* [What you will do]: Find the string "worker" in the data, then copy every line where it is found.

::::::

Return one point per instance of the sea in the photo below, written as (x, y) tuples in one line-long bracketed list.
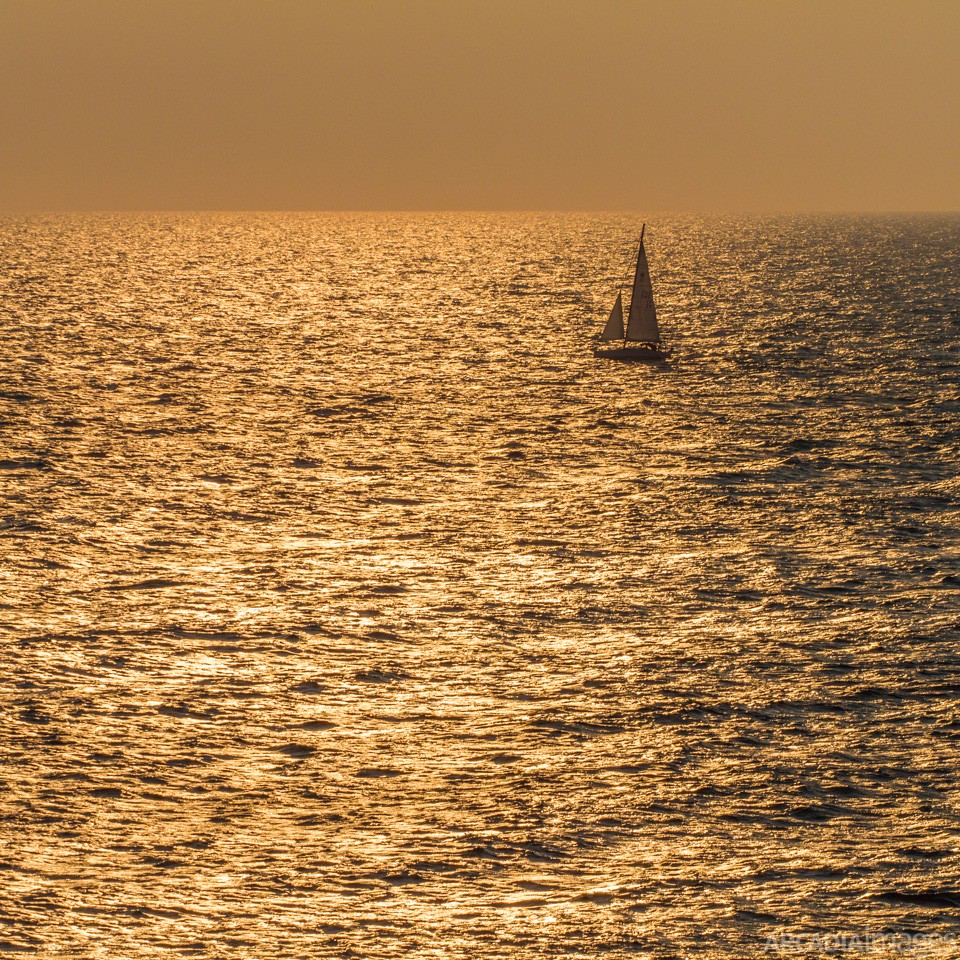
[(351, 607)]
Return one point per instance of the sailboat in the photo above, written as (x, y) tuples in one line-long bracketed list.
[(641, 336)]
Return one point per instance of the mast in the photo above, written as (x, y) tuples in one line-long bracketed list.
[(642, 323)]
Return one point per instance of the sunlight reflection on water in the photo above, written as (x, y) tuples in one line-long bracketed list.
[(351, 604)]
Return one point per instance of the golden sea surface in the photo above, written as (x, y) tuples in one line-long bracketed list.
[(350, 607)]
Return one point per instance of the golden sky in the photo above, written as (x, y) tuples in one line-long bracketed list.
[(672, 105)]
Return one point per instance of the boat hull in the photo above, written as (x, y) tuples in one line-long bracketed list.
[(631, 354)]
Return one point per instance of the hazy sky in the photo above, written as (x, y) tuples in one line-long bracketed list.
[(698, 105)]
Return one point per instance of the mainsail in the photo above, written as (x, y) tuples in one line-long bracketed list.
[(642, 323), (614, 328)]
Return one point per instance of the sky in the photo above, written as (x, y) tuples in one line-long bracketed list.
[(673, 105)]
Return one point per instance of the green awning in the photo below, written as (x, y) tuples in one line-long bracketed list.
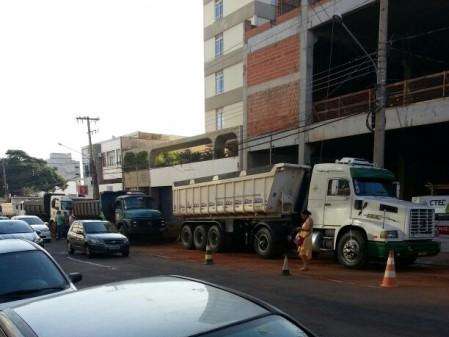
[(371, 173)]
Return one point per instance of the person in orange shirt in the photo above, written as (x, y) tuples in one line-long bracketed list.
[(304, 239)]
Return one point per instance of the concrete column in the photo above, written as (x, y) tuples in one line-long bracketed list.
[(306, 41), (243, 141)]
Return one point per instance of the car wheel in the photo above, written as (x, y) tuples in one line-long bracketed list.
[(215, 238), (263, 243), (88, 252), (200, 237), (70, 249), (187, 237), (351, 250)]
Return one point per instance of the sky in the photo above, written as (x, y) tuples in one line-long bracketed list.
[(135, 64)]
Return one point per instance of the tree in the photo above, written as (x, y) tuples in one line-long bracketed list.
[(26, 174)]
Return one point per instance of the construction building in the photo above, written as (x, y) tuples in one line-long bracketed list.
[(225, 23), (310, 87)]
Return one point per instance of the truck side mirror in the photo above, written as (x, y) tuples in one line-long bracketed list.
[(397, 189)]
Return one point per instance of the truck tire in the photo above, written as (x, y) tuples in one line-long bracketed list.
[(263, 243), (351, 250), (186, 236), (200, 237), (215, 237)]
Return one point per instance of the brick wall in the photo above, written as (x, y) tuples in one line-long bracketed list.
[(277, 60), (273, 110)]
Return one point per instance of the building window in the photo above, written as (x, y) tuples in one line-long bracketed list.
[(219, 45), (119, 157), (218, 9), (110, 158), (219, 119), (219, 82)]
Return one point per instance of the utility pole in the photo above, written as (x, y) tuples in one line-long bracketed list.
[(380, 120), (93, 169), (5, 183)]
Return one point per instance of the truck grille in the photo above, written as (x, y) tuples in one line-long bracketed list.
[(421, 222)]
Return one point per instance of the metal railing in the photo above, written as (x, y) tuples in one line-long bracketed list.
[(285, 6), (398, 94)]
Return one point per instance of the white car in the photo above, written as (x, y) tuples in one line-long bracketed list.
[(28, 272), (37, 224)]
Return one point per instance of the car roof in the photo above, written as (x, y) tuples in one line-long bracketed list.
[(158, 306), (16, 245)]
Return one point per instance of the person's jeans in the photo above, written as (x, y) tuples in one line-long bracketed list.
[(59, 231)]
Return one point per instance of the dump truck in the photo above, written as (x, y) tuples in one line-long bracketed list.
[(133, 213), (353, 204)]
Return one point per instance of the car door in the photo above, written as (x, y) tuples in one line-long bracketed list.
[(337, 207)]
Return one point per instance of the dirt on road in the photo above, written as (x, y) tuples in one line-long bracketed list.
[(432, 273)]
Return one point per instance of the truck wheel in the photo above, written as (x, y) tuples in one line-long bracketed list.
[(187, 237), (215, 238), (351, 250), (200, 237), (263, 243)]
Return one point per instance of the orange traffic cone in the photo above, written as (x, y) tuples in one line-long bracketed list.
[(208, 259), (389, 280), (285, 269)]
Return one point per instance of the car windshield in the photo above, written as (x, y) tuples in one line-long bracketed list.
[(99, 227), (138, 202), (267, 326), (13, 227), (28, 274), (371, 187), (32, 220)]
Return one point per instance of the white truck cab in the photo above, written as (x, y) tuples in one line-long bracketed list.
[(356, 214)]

::::::

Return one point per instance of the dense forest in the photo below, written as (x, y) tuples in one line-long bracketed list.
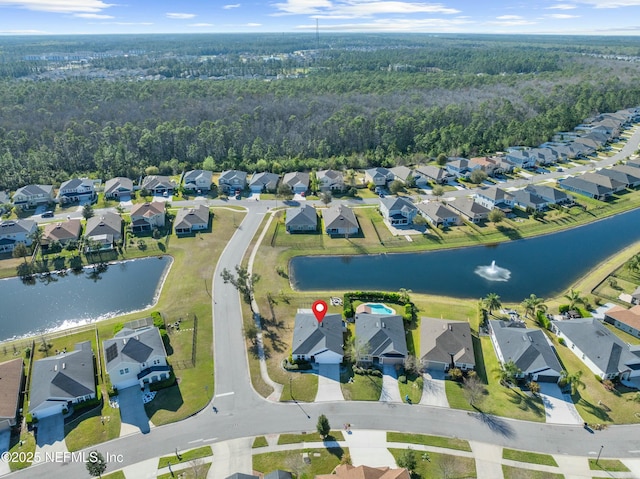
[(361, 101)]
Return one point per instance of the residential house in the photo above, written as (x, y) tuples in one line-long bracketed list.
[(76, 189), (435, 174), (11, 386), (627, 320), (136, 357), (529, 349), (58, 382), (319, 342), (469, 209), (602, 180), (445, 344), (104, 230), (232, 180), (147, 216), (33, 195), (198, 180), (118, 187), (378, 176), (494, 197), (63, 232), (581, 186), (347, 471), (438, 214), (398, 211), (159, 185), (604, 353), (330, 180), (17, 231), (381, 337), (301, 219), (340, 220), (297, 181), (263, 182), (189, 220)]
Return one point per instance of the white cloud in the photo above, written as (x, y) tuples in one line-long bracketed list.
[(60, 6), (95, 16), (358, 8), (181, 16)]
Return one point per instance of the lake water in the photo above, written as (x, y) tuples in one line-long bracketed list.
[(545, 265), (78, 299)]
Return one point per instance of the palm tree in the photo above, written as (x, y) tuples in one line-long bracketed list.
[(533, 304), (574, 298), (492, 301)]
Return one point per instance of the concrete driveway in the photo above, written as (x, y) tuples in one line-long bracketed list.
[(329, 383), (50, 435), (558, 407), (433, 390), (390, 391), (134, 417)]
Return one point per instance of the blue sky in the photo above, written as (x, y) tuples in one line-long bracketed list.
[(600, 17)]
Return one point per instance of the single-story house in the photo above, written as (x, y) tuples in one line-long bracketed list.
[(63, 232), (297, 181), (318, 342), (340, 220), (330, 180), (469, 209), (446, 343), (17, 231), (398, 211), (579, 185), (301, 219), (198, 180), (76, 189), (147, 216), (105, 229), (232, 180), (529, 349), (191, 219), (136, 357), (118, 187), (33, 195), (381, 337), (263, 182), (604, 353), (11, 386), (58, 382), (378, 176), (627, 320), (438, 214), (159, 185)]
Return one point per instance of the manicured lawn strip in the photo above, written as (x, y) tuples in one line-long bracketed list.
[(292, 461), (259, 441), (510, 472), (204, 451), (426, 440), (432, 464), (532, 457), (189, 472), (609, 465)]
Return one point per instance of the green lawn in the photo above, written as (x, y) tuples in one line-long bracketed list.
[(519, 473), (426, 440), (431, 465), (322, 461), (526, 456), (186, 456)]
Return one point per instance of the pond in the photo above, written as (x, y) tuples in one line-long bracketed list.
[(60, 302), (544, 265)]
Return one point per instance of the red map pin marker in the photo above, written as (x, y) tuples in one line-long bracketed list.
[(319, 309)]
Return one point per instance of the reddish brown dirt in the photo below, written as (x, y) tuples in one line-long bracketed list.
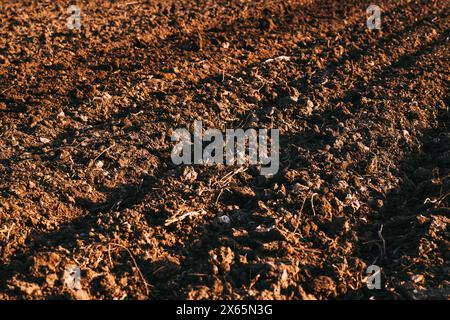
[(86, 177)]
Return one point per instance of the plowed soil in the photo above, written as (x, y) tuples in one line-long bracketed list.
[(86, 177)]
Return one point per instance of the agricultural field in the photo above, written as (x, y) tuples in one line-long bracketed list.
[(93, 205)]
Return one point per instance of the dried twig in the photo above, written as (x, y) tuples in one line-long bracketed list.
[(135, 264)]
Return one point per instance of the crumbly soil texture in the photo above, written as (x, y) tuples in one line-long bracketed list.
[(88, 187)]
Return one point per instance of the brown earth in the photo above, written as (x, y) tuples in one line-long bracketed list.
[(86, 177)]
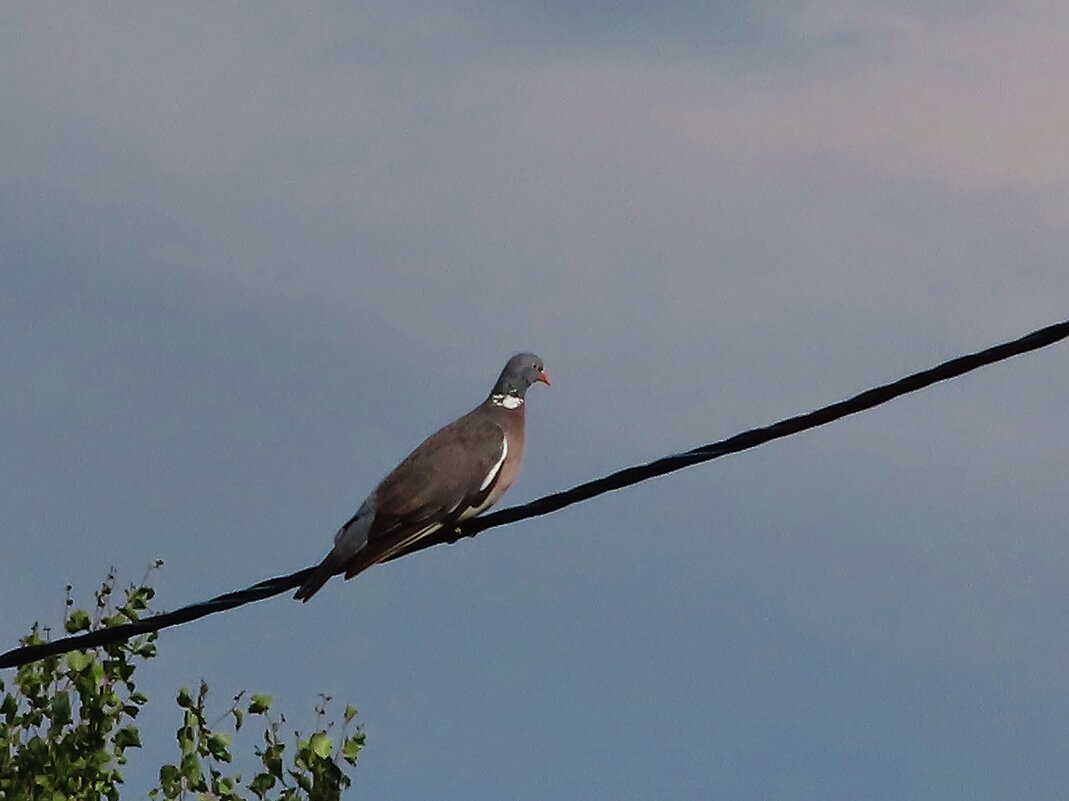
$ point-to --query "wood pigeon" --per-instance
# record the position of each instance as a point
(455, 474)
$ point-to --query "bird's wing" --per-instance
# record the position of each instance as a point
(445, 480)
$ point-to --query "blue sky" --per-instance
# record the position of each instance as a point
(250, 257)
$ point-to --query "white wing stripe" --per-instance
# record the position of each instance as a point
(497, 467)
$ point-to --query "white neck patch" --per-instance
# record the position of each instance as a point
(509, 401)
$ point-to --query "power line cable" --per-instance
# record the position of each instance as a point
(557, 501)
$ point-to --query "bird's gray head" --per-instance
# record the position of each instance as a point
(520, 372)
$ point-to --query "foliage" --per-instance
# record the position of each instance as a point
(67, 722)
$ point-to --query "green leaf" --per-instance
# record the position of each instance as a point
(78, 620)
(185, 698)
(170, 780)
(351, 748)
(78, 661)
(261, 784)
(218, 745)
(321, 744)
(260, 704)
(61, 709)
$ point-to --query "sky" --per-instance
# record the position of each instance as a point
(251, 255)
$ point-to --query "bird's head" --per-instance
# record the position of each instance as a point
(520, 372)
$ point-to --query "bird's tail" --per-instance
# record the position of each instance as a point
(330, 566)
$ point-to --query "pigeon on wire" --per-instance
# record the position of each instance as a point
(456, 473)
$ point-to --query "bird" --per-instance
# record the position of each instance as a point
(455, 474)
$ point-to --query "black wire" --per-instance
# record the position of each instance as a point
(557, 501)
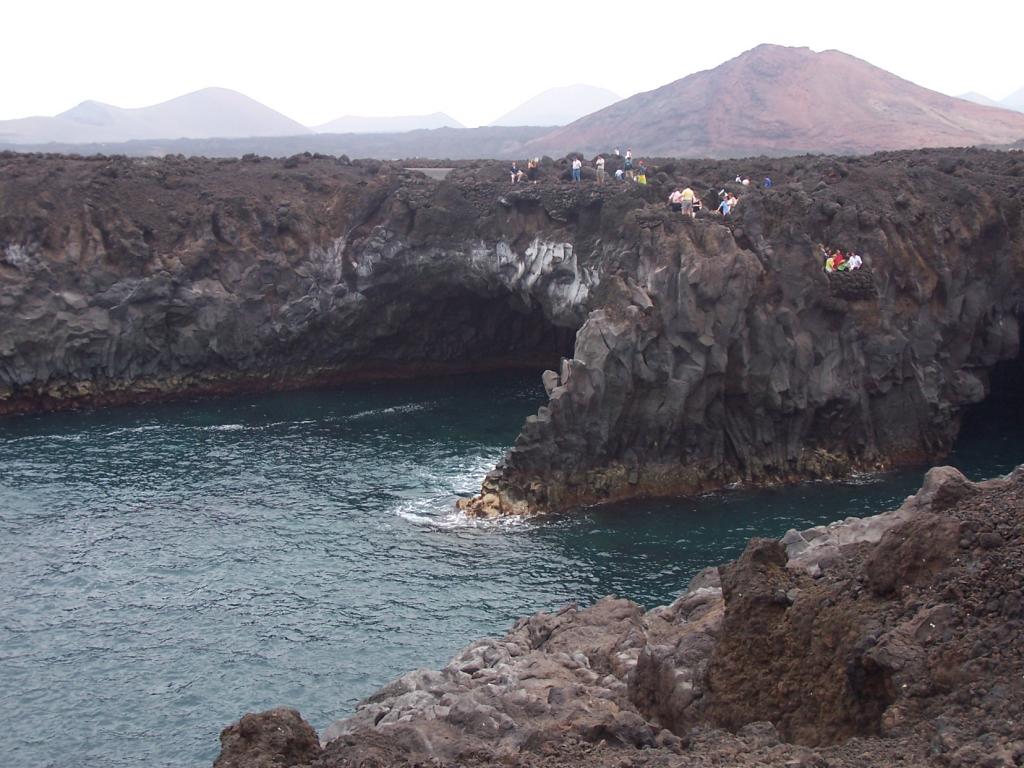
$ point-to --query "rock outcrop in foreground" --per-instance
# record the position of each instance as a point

::::::

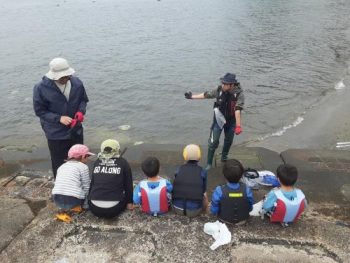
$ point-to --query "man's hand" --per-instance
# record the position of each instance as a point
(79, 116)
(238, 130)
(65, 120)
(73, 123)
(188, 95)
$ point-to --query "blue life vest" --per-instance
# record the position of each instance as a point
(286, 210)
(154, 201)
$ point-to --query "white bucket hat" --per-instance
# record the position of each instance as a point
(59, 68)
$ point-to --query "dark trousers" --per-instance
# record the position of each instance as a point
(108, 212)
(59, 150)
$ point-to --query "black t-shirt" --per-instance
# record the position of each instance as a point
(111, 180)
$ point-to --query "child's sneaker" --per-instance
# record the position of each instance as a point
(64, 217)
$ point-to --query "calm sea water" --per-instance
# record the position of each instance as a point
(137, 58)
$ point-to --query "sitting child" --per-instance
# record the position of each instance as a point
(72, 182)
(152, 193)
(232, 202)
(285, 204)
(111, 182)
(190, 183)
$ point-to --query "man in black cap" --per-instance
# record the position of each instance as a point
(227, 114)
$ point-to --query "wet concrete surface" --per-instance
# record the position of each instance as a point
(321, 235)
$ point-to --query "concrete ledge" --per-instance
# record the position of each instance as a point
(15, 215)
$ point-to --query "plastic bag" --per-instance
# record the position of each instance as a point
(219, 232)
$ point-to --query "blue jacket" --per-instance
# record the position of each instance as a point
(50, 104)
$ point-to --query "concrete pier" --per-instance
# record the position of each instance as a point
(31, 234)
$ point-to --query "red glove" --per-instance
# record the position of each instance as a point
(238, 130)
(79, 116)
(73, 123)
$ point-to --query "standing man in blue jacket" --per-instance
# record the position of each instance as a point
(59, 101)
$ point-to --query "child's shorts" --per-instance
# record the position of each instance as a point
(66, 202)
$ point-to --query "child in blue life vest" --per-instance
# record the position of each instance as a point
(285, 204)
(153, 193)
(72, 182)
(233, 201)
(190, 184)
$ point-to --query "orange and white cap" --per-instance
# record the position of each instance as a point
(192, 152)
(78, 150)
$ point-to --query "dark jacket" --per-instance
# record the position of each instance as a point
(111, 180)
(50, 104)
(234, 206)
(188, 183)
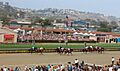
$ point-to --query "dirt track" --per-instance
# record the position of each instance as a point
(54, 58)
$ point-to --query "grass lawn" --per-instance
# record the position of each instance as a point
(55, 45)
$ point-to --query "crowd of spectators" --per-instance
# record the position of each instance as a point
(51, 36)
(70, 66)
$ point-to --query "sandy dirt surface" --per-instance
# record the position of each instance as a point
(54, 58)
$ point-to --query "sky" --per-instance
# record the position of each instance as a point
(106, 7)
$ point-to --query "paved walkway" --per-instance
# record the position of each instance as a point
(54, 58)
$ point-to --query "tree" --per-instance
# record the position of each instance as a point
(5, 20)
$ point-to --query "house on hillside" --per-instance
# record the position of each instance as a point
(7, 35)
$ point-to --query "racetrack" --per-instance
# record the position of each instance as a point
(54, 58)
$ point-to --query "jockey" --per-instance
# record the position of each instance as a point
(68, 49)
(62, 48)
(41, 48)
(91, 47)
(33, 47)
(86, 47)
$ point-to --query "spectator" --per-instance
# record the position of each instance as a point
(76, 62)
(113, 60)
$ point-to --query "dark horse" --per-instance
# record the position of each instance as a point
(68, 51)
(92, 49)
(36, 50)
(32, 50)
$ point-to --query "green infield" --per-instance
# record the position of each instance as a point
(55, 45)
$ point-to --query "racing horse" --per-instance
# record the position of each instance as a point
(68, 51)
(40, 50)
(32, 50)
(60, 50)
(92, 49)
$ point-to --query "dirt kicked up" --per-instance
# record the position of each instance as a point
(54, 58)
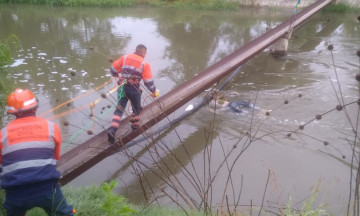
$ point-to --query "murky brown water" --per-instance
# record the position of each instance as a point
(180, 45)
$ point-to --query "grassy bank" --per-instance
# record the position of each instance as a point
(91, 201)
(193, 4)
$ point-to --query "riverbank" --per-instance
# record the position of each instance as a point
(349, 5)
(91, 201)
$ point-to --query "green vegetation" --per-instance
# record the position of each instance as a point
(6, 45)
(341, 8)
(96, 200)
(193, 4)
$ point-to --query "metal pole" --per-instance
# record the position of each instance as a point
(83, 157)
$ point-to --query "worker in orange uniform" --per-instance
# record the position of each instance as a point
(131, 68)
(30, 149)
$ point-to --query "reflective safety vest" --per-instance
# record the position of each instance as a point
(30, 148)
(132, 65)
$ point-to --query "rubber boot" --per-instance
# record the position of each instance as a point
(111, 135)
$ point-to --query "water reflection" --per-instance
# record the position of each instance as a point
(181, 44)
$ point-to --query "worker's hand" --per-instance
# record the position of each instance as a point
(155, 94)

::::::

* [Response below]:
$ point-to --query "worker in orange uniform" --per-instance
$ point-to --query "worker's hand" --per-instance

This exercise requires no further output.